(Data items)
▽
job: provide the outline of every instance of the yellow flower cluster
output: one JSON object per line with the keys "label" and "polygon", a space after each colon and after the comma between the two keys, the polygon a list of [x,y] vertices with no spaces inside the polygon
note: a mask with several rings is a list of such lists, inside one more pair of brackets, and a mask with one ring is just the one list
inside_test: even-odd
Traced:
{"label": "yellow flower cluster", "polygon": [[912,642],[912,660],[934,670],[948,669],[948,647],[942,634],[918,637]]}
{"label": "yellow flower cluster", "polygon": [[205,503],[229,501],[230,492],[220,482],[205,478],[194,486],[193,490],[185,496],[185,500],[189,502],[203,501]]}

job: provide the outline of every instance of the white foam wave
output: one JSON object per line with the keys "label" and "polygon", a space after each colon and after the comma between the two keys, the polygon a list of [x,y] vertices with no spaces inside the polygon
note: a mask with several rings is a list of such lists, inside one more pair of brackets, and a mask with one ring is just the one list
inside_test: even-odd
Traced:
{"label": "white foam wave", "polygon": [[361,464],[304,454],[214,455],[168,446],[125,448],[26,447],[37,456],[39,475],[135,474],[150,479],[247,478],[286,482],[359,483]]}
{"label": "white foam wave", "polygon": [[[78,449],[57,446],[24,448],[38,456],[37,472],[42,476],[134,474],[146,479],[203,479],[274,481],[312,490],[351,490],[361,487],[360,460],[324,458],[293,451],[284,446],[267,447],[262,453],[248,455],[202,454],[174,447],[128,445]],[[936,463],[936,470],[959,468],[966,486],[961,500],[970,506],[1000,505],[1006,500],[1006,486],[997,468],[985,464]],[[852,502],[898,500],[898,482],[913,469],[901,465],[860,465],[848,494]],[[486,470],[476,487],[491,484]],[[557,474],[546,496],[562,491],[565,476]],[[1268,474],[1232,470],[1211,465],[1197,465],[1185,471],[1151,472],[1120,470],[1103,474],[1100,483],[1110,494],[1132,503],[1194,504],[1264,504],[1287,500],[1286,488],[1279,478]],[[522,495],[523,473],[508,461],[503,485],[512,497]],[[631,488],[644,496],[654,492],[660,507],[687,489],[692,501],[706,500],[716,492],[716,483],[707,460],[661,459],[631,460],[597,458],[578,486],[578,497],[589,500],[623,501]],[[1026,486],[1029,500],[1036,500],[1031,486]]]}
△
* [What is being asked]: Every record above is to be given again precisely.

* [Your solution]:
job: provide the outline of every instance of the yellow flower cluster
output: one JSON object per line with the keys "label" and "polygon", a space after each colon and after the comma between the two keys, the polygon a list of [x,y] vertices with no spaces inside the polygon
note: a mask with several rings is a list of such lists, inside one more pair of brackets, and a mask with one ring is just the one list
inside_test: even-odd
Traced:
{"label": "yellow flower cluster", "polygon": [[912,642],[912,660],[934,670],[948,669],[948,647],[942,634],[918,637]]}
{"label": "yellow flower cluster", "polygon": [[205,503],[229,501],[230,492],[220,482],[205,478],[194,486],[193,490],[185,496],[185,500],[189,502],[203,501]]}

job: provide the outline of every instance of the white foam wave
output: one JSON object per line with the keys "label" and "polygon", a space after each colon and after the comma between the two keys, the polygon a list of [x,y] vertices with no spaces inside the polygon
note: a mask with several rings is a list of such lists, inside one more pair of brackets, and a mask with one ring is just the one list
inside_test: even-odd
Traced:
{"label": "white foam wave", "polygon": [[361,464],[304,454],[214,455],[168,446],[125,448],[26,447],[37,456],[39,475],[135,474],[150,479],[247,478],[286,482],[359,483]]}
{"label": "white foam wave", "polygon": [[[78,449],[57,446],[24,448],[38,456],[37,472],[42,476],[134,474],[146,479],[203,479],[274,481],[312,490],[351,490],[361,487],[360,460],[324,458],[293,451],[284,446],[267,447],[262,453],[248,455],[202,454],[174,447],[128,445]],[[936,463],[936,470],[959,468],[966,486],[961,500],[970,506],[1000,505],[1006,500],[1006,486],[997,468],[985,464]],[[852,502],[898,500],[898,482],[913,469],[901,465],[860,465],[848,494]],[[486,470],[476,487],[491,484]],[[557,474],[546,496],[562,491],[565,476]],[[1268,474],[1232,470],[1211,465],[1197,465],[1185,471],[1151,472],[1120,470],[1103,474],[1100,483],[1110,494],[1132,503],[1194,504],[1264,504],[1287,500],[1286,488],[1279,478]],[[522,495],[523,473],[508,461],[503,485],[512,497]],[[631,488],[644,496],[654,492],[660,507],[687,489],[692,501],[706,500],[716,492],[716,483],[707,460],[661,459],[631,460],[597,458],[578,486],[578,497],[589,500],[623,501]],[[1026,486],[1029,500],[1036,500],[1031,486]]]}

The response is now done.